FPP Chapter 3 HW: Time Series Decomposition

Author

Alex Ptacek

Load Packages

library(fpp3)
library(tidyverse)
library(seasonal)
library(countrycode)
library(ggpubr)

Question 3.1

Consider the GDP information in global_economy. Plot the GDP per capita for each country over time. Which country has the highest GDP per capita? How has this changed over time?

Answer: After the below transformations, we can see that Monaco has the highest GDP per capita, followed closely by Liechtenstein. Monacos data starts in 1970 (10 years later than the beginning of the time series) and has trended upwards over time, more rapidly relative to most of the other time series. There are also heavy cyclic troughs about every 5-10 years.

# This code plots GDP per capita for each country over time but is impossible to
# read because there are 263 countries in this dataset.
# There is also an issue of groupings such the EU or the High-Income in the 
# country variable
# global_economy |> 
#   mutate(gdp_per_capita = GDP/Population) |> 
#   autoplot(gdp_per_capita)

# Let's trim this down by filtering the global_economy data to countries in the 
# countryname_dict data from the countrycode package.
# A quick comparison shows there are some valid countries in global_economy that 
# are not in countryname_dict due to naming issues such as Czechia vs Czech 
# Republic. We will save this cleaning process for another project. We also filter
# out all the null values from our variables of interest to make factoring and
# overall analysis simpler for the next steps.
trimmed_glob_econ <- global_economy |> 
  filter(!is.na(Country) & !is.na(Year) & !is.na(GDP) & !is.na(Population)) |> 
  filter(Country %in% countryname_dict$country.name.en) |> 
  mutate(gdp_per_capita = GDP/Population)

# Let's further clean the plot by trimming the legend to only top 10 GDP per
# capita, because we're only interested in the highest performers here.

top_countries <- trimmed_glob_econ |> 
  group_by(Country) |> 
  filter(Year == max(Year)) |>   # Using the latest year as the scale for factoring 
  ungroup() |> 
  arrange(desc(gdp_per_capita)) |> 
  slice_head(n = 10) |> 
  pull(Country)


set.seed(624)
#Improve color contrast for easier visibility of top countries
random_colors <- sample(colors(), length(top_countries))


trimmed_glob_econ |> 
  mutate(Country = fct_reorder2(Country, Year, gdp_per_capita),
         gdp_per_capita = gdp_per_capita/1e3) |> 
  autoplot(gdp_per_capita) + 
  scale_color_manual(values = setNames(random_colors, top_countries)) +
  ylab("GDP per Capita (thousands)")

Question 3.2

For each of the following series, make a graph of the data. If transforming seems appropriate, do so and describe the effect.

United States GDP from global_economy.

Answer: Since GDP is directly affected by population size, it makes sense to transform GDP to GDP per Capita. Interestingly, the plots look nearly identical, showing that population size growth has actually not had a noticeable effect on the patterns GDP growth.

**Provided records:**
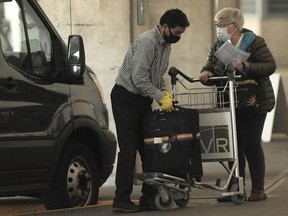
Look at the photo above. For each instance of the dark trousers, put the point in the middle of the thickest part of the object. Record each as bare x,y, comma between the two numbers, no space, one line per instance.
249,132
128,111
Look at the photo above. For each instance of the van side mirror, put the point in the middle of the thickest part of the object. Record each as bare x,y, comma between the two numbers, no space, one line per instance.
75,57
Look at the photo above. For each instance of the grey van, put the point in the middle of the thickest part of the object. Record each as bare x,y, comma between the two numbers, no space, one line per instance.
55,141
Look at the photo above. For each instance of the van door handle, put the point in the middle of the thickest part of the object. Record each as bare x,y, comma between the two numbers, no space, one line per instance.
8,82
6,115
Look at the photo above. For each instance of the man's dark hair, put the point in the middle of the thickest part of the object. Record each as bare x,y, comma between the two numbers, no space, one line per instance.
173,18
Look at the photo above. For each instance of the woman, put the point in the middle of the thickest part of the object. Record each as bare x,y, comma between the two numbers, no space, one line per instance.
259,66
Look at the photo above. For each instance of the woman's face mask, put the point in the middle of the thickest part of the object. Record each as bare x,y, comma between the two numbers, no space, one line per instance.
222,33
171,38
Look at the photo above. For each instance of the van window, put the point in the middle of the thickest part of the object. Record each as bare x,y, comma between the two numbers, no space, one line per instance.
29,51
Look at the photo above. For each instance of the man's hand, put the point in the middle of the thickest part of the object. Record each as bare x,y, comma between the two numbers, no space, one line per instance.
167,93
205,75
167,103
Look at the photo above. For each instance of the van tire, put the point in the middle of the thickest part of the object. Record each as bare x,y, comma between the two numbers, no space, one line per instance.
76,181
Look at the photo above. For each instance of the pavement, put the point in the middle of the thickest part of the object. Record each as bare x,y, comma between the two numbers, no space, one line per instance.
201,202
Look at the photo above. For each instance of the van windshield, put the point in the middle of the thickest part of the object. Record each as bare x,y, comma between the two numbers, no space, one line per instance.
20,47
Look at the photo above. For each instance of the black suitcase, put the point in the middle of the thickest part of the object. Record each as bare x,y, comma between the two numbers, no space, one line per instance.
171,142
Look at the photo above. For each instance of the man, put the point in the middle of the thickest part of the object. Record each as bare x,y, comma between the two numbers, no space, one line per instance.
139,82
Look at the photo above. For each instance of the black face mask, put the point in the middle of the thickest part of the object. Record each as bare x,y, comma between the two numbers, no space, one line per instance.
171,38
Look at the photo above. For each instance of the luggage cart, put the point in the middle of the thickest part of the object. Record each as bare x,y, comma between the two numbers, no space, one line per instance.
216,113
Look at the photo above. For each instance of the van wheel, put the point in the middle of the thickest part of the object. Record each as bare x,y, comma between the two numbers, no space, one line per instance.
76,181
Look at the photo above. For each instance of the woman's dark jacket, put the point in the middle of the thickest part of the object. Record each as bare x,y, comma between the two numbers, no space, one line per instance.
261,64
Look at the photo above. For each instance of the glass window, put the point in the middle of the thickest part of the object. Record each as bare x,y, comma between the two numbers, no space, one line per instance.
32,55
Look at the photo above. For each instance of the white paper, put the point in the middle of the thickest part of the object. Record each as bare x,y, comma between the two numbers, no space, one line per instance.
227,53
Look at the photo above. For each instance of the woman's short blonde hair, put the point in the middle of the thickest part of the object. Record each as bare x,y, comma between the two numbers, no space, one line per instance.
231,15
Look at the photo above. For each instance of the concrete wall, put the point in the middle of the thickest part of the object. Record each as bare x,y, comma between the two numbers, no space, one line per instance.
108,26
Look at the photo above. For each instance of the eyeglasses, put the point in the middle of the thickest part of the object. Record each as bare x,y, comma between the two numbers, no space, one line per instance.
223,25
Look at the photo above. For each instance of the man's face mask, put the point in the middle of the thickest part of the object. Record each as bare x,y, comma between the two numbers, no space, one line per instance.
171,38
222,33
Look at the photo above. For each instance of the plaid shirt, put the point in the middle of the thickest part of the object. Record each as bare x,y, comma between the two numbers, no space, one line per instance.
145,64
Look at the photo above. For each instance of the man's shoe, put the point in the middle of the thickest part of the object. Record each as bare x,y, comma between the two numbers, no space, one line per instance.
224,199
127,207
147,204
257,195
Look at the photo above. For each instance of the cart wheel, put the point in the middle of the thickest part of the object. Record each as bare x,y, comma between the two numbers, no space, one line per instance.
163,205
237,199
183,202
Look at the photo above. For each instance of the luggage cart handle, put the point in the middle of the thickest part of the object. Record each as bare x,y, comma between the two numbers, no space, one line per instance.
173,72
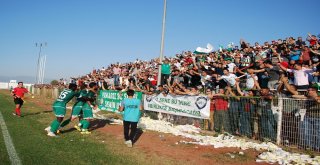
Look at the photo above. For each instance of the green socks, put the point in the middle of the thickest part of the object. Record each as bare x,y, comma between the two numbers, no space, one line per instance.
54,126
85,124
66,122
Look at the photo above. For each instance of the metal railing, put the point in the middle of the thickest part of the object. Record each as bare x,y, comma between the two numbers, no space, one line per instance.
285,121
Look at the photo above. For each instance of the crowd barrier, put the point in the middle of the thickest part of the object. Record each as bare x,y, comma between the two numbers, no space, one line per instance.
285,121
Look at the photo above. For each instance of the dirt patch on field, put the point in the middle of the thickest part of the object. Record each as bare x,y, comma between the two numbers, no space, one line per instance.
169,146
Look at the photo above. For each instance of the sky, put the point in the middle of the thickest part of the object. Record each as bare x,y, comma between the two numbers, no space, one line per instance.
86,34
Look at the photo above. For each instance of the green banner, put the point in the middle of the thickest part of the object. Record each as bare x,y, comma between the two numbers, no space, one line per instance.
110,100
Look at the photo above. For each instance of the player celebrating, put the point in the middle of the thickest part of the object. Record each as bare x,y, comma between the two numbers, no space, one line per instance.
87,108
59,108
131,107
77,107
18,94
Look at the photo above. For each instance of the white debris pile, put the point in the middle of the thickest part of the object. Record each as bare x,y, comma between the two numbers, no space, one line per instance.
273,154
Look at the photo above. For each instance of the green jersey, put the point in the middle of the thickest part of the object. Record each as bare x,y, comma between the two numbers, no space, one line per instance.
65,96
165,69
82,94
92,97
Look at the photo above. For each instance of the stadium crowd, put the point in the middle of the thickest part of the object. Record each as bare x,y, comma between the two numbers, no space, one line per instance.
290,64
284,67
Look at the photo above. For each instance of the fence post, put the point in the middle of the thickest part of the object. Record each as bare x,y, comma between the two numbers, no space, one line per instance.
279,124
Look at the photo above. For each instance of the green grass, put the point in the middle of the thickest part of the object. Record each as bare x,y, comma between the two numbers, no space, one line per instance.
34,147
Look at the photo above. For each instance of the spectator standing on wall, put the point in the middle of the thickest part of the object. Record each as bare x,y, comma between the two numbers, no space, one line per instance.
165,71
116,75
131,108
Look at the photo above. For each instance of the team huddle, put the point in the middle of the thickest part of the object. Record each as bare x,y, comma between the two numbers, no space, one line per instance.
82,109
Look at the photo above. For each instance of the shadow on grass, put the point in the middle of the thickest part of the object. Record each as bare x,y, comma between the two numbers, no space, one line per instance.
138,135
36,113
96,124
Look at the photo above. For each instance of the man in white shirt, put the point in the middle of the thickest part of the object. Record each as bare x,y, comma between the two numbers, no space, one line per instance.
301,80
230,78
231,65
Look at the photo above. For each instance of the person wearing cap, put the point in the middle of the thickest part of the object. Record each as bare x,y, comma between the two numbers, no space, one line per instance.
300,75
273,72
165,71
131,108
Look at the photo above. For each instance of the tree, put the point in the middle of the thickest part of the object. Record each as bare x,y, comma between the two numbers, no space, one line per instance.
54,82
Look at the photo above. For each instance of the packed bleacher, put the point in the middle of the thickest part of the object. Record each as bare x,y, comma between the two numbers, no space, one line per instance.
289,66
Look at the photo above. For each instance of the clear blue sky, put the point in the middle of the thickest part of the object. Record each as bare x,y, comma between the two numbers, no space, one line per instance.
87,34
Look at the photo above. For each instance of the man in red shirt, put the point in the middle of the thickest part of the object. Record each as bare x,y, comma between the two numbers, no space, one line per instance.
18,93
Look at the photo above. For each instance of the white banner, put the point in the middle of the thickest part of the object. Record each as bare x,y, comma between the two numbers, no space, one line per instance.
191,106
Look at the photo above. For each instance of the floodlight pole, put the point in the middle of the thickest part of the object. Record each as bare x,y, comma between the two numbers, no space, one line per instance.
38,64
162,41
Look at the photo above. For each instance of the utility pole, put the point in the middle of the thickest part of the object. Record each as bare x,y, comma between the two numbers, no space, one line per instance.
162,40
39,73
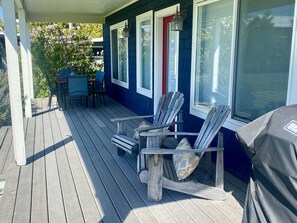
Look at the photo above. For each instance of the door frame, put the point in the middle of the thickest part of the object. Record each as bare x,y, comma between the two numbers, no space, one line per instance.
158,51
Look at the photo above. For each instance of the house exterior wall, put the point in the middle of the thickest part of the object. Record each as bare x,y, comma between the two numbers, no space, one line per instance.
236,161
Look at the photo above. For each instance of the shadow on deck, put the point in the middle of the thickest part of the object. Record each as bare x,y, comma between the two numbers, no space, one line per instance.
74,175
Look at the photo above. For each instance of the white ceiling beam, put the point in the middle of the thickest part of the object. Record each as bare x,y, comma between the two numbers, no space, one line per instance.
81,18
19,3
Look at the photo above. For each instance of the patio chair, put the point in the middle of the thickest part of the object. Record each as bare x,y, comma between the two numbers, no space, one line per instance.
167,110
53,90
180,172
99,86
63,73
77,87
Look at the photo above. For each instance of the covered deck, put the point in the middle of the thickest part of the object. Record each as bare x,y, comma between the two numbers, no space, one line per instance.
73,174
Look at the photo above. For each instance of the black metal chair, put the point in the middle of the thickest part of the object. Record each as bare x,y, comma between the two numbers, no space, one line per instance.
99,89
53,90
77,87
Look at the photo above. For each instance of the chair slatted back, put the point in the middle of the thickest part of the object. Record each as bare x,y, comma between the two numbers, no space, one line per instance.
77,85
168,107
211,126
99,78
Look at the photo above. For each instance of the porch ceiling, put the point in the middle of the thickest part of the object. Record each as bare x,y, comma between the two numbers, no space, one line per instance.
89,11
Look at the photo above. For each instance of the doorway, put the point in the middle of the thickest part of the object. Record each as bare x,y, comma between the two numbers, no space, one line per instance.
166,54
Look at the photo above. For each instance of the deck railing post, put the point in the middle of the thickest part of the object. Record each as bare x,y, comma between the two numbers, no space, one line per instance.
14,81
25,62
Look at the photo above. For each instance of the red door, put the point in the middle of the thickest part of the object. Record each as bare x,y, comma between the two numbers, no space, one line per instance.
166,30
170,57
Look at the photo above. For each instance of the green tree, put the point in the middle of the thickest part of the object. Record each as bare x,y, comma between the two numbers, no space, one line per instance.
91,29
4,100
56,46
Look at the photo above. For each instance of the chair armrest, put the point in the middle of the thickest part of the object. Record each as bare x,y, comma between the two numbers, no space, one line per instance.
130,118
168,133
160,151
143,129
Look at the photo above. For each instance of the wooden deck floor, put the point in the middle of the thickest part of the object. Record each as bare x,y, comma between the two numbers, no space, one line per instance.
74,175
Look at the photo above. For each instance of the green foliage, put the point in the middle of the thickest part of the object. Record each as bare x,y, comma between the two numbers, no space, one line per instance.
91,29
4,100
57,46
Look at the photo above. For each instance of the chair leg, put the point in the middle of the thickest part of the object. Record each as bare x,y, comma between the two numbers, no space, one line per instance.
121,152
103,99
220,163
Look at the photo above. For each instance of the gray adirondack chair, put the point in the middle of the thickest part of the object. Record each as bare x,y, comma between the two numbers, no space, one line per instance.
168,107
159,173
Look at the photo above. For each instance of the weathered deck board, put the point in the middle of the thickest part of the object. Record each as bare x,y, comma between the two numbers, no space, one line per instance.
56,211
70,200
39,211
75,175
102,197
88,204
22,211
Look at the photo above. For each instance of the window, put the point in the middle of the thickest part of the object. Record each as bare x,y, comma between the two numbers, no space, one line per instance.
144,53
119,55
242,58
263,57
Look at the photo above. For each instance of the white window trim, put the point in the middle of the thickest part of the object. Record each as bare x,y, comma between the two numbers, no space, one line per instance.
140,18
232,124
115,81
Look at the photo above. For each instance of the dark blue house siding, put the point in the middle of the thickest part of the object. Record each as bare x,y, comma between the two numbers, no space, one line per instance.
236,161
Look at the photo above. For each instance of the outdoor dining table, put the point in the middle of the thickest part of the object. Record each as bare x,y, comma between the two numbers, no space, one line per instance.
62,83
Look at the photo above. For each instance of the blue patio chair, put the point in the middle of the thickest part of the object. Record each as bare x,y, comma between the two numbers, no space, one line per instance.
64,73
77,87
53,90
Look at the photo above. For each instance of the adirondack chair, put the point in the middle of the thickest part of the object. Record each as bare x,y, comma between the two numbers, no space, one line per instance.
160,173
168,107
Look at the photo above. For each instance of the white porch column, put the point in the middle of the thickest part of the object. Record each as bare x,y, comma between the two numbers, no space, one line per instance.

**Tasks to perform:**
[1] Please write out the part of the time series homework that begins at the words "Load Packages" and stops after "changed over time?".
[2] Extend the time series homework onward from its final sentence.

**Task-by-task results:**
[1]
Load Packages

library(fpp3)
library(tidyverse)
library(seasonal)
library(countrycode)
library(ggpubr)

Question 3.1

Consider the GDP information in global_economy. Plot the GDP per capita for each country over time. Which country has the highest GDP per capita? How has this changed over time?

[2]
ge_plot <- global_economy |> 
  filter(Country == "United States") |> 
  mutate(GDP = GDP/1e12) |> 
  autoplot(GDP) +
  ylab("GDP (trillions)") +
  ggtitle("US GDP")

adj_ge_plot <- global_economy |> 
  mutate(gdp_pc = GDP/Population,
         gdp_pc = gdp_pc/1e3) |> 
  filter(Country == "United States") |> 
  autoplot(gdp_pc) +
  ylab("GDP per Capita (thousands)") +
  ggtitle("US GDP per Capita (adjusted)")

ggarrange(ge_plot, adj_ge_plot)

Slaughter of Victorian “Bulls, bullocks and steers” in aus_livestock.

Answer: The amount of work days when animals can be slaughtered varies by month due to the months having different number of days. For this reason, it makes sense to try a calendar adjustment. Below, I performed an additive decomposition with the STL model and plotted the data without seasonality. Overall, the shape of the plot looks nearly identical. One noticeable difference is that the adjusted plot has a deeper trough on Jan 1980, telling us that part of the reason this dip wasn’t as noticeable in the original plot is because it took place during a seasonal upswing.

livestock_plot <- aus_livestock |> 
  filter(Animal == "Bulls, bullocks and steers" & State == "Victoria") |> 
  mutate(Count = Count/1e3) |> 
  autoplot(Count) +
  ylab("Count (thousands)") + 
  ggtitle("Non-Transformed Time Series")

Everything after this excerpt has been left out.